Region pointing data:
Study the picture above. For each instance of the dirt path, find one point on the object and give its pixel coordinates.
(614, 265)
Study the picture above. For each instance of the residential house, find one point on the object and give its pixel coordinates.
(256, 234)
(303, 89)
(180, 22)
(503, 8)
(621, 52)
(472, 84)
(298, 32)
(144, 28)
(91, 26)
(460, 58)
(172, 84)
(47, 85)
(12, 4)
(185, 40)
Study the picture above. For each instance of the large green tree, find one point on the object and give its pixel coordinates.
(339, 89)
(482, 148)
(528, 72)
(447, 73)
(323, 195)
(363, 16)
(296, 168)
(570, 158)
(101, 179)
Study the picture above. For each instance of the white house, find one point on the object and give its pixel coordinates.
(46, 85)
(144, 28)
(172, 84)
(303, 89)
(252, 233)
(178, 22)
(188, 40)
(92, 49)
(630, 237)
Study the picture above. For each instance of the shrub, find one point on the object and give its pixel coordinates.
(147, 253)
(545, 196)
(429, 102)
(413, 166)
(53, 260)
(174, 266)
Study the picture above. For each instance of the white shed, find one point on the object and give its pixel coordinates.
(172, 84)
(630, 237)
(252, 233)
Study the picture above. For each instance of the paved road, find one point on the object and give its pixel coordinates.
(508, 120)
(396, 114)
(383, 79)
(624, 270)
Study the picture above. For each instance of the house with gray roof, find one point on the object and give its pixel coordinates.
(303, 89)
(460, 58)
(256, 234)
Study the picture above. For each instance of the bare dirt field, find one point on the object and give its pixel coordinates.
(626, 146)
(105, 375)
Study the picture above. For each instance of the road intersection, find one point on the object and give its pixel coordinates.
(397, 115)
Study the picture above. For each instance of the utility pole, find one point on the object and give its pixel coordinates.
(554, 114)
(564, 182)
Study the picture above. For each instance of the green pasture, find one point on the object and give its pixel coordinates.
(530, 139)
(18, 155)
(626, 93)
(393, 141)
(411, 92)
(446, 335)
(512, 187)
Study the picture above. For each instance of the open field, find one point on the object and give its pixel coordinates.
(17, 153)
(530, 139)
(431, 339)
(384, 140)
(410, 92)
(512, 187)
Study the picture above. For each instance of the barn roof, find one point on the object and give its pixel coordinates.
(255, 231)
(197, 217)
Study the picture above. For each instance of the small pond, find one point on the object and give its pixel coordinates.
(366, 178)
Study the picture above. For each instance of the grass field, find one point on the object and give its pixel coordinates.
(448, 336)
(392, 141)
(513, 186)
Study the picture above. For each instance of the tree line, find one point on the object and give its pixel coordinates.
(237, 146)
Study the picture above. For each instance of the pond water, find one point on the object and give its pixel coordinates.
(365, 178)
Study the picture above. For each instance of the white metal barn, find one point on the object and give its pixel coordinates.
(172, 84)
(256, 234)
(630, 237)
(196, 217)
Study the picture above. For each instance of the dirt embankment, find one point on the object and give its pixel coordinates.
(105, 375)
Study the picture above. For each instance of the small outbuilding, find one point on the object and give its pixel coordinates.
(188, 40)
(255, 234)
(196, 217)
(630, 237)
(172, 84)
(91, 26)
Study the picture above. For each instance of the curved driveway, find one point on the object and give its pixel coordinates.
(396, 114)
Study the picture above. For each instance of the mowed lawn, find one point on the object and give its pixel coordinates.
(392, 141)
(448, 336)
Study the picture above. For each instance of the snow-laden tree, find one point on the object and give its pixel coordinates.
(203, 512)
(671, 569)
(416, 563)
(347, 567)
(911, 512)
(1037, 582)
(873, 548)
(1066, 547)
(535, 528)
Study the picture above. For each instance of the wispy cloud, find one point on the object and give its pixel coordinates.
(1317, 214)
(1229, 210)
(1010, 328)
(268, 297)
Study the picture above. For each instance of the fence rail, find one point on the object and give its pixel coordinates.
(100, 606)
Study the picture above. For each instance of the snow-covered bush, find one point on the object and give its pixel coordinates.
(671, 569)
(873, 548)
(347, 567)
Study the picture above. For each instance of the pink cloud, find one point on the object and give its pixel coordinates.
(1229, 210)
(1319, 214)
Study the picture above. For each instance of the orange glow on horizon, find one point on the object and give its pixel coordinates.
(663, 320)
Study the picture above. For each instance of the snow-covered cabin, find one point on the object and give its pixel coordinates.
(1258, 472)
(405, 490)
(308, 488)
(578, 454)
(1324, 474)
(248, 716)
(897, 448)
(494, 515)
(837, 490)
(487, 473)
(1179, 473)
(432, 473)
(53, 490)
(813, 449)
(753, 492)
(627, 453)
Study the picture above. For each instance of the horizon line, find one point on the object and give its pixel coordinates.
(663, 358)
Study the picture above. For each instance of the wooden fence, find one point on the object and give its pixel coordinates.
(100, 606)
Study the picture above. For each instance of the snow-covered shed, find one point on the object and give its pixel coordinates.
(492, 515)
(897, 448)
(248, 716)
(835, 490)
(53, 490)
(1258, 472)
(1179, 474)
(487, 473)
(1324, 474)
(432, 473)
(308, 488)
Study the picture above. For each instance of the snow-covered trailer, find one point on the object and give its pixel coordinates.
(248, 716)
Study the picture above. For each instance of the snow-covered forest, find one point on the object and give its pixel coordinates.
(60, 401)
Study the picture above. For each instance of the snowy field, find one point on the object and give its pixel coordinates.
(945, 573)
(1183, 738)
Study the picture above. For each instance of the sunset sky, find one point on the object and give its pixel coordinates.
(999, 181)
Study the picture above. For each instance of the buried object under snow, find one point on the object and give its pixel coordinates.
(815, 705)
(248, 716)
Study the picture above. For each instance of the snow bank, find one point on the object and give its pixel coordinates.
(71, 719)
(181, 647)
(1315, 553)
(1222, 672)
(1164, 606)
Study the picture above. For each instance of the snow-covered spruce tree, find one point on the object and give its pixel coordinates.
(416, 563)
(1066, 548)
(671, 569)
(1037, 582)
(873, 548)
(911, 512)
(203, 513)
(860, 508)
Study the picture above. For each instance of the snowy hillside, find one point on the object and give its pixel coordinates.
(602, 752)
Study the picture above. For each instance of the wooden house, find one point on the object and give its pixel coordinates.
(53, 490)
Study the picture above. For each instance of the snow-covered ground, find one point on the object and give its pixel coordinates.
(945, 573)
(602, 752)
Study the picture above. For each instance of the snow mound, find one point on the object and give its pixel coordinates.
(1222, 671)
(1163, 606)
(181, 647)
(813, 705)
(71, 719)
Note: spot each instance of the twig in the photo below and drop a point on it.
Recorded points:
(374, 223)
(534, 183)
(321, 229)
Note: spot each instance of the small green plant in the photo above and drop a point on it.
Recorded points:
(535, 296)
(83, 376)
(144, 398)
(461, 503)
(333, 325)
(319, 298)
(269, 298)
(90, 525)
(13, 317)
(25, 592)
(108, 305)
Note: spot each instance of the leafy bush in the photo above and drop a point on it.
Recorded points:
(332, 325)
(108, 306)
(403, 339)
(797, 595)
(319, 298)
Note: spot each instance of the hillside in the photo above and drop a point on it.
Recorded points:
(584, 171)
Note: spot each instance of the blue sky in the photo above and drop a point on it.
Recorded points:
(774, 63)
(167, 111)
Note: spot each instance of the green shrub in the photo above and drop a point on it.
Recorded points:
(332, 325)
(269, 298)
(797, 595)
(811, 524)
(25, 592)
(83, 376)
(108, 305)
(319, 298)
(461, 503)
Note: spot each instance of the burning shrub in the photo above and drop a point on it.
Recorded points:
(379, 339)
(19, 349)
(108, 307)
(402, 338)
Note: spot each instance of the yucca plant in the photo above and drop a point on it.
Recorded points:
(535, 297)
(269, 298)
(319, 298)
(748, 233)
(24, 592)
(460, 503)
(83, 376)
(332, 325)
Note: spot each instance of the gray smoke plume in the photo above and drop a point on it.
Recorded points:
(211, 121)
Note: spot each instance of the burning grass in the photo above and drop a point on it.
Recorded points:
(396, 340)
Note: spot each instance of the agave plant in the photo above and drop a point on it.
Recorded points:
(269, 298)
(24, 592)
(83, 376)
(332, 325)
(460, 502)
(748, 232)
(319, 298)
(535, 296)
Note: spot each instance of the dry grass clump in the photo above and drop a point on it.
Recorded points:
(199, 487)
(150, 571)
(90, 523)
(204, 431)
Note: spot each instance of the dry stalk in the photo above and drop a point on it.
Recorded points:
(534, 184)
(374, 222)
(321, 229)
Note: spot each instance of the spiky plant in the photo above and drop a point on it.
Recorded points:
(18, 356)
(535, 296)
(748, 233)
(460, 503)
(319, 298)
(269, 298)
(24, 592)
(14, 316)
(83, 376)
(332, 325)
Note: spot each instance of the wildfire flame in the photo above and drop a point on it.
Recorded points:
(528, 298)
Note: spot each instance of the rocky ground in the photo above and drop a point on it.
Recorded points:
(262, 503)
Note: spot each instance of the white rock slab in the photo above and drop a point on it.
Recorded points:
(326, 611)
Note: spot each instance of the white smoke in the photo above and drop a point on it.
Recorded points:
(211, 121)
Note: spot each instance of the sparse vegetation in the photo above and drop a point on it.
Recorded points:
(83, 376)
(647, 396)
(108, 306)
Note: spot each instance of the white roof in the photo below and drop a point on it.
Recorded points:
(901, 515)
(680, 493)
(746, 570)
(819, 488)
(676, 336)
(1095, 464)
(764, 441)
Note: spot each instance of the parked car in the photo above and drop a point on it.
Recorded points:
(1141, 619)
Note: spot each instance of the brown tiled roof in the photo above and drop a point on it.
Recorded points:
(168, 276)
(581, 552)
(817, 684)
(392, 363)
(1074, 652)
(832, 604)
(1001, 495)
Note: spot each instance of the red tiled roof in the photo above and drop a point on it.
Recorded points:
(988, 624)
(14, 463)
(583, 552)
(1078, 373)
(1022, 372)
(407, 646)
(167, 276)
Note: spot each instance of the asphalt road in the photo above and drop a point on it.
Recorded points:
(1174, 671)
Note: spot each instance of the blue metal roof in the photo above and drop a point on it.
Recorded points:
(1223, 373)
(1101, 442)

▸ TASK ITEM
Out of the data above, return each line where the word "tiled" can be found.

▸ YOUR SOLUTION
Note: spot each instance of the brown tiled roof in the photo above and drop a point on it.
Note: spot each instance of the red tiled roof in the photo above and drop a point on it.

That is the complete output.